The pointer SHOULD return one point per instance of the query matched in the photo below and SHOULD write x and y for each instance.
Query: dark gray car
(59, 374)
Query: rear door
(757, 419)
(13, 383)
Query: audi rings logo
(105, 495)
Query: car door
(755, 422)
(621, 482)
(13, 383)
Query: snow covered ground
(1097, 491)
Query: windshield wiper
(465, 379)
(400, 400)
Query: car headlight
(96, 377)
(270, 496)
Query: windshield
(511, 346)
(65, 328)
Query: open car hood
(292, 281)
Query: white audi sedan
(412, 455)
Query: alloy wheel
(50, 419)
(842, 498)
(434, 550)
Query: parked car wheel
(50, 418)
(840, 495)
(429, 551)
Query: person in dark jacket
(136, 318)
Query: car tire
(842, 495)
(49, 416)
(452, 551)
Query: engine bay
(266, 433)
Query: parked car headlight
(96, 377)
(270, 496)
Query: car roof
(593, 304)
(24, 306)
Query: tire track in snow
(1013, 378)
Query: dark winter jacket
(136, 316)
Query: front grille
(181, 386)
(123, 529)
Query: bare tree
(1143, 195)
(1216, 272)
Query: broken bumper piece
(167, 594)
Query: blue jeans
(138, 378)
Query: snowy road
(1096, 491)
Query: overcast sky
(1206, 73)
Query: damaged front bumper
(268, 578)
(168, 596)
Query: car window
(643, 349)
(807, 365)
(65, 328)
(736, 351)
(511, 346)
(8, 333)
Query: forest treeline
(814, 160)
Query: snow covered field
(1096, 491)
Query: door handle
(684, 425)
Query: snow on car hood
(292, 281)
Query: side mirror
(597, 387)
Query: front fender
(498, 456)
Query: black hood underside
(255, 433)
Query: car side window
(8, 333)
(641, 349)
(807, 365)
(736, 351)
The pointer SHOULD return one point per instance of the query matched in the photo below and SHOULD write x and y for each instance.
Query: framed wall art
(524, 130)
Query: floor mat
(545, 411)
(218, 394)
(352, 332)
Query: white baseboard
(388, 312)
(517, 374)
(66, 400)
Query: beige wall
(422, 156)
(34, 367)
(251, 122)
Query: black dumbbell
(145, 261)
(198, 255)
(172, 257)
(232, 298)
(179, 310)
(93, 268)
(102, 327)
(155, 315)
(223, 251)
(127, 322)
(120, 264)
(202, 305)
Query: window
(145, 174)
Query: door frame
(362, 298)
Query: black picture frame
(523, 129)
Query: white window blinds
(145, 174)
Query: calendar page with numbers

◆ ◆ ◆ ◆

Your goal: Repeat every entry exactly, leaving nothing out.

Result of this exercise:
The pointer SHOULD return one point per instance of the query matched in the photo below and SHOULD write x and y for each instance.
Query: dark gray car
(59, 374)
Query: rear door
(757, 419)
(13, 383)
Query: audi rings logo
(105, 495)
Query: car door
(755, 422)
(621, 482)
(13, 383)
Query: snow covered ground
(1097, 491)
Query: windshield wiper
(465, 379)
(400, 400)
Query: car headlight
(96, 377)
(270, 496)
Query: windshield
(511, 346)
(65, 328)
Query: open car hood
(292, 281)
Query: white audi sedan
(412, 455)
Query: alloy wheel
(50, 419)
(842, 498)
(434, 550)
Query: parked car wheel
(50, 418)
(840, 495)
(429, 551)
Query: person in dark jacket
(136, 318)
Query: car tire
(842, 495)
(49, 416)
(452, 551)
Query: engine bay
(266, 433)
Query: parked car headlight
(96, 377)
(270, 496)
Query: car roof
(593, 304)
(24, 306)
Query: tire track in snow
(1013, 378)
Query: dark winter jacket
(136, 316)
Query: front grille
(181, 386)
(123, 529)
Query: bare tree
(1143, 195)
(1216, 272)
Query: broken bumper piece
(167, 594)
Query: blue jeans
(138, 378)
Query: snowy road
(1096, 491)
Query: overcast sky
(1206, 73)
Query: damaged front bumper
(268, 578)
(168, 596)
Query: car window
(643, 349)
(807, 365)
(65, 328)
(736, 351)
(511, 346)
(8, 333)
Query: forest treeline
(814, 160)
Query: snow covered field
(1096, 491)
Query: door handle
(684, 425)
Query: snow on car hood
(292, 281)
Query: side mirror
(597, 387)
Query: front fender
(498, 456)
Query: black hood underside
(255, 433)
Query: car side window
(8, 333)
(641, 349)
(807, 365)
(736, 351)
The pointer SHOULD return one point per instance of the query matched in the photo below and SHOULD write x and y for each instance.
Query: framed wall art
(524, 130)
Query: floor mat
(545, 411)
(218, 394)
(352, 332)
Query: white baseboard
(388, 312)
(517, 374)
(66, 400)
Query: beige wall
(422, 156)
(34, 367)
(251, 122)
Query: black dumbbell
(145, 261)
(198, 255)
(172, 257)
(232, 298)
(179, 310)
(93, 268)
(102, 327)
(155, 315)
(223, 251)
(127, 322)
(120, 264)
(202, 305)
Query: window
(145, 174)
Query: door frame
(362, 298)
Query: black picture frame
(523, 129)
Query: white window blinds
(145, 174)
Query: calendar page with numbers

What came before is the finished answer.